___ RECORDS SUPPLIED ___

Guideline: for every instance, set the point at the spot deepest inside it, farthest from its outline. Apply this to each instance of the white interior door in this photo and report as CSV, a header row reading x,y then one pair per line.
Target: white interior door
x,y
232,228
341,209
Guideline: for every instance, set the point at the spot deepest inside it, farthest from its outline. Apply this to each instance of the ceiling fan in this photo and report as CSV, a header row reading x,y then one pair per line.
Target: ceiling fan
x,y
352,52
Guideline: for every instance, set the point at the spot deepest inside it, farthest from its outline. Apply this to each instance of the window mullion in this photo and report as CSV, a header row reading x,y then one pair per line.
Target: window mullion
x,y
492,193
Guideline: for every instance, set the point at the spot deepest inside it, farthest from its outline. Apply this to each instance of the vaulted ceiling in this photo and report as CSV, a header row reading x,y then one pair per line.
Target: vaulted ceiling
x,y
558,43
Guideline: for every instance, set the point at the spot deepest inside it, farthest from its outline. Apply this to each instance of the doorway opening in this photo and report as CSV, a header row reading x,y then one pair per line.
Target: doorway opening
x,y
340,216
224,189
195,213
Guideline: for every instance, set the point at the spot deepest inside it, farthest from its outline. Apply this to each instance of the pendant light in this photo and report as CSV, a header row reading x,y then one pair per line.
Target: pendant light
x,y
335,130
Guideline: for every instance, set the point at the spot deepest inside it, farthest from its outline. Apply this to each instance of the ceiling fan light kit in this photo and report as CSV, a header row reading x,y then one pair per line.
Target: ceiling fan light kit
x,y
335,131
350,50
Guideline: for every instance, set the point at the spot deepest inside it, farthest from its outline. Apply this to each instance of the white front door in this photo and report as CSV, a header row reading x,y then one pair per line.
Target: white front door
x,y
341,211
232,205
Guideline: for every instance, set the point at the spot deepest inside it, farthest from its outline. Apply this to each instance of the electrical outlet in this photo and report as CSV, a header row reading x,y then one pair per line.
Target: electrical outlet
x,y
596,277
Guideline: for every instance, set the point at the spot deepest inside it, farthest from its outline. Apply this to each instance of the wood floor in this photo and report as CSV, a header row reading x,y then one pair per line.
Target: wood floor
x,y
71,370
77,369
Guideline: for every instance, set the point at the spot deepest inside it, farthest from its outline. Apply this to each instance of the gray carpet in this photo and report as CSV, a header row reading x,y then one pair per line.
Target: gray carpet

___
___ RECORDS SUPPLIED ___

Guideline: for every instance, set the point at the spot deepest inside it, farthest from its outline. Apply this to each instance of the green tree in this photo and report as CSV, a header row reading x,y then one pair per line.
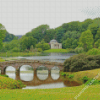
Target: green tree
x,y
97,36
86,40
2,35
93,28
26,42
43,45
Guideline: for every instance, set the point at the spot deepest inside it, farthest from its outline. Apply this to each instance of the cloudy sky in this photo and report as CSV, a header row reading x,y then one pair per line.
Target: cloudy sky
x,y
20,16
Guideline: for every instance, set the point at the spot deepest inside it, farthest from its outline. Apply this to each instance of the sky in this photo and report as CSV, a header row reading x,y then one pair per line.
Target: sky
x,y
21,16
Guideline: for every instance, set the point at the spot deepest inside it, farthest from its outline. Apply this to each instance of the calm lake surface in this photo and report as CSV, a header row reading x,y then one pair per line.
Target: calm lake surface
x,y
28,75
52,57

___

WHAT YOU ARE ASKED TO DO:
Copy word for word the stretch of entries above from the line that has "Target: wood floor" through the line that has "Target: gray carpet", both ends included, and nothing outside it.

RESULT:
Target: wood floor
x,y
71,370
77,369
Guideline: for every instance, set the point at the spot deepest inside it, farthest from its outline. Apply this to each instance of the gray carpet in this photo and report as CSV, a header row reading x,y then one pair per line.
Target: gray carpet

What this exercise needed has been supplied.